**STATED PROBLEM**.
Rewrite the lines below as a numbered list, skipping any blank lines and leaving out the pictures.

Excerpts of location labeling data

========

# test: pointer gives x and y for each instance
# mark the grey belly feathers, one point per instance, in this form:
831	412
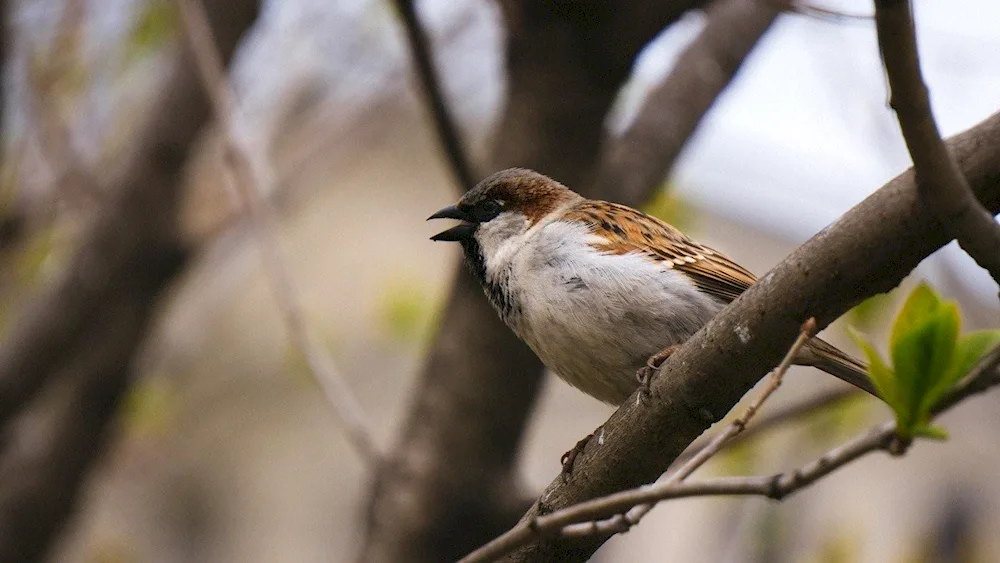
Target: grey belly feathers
594	318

========

**ANSWER TO THIS PROBLEM**.
1. # test: pointer gives x and y for each instance
2. # mark the grey belly feathers, one point per instance, in this form:
3. 831	412
4. Target: grey belly feathers
5. 594	318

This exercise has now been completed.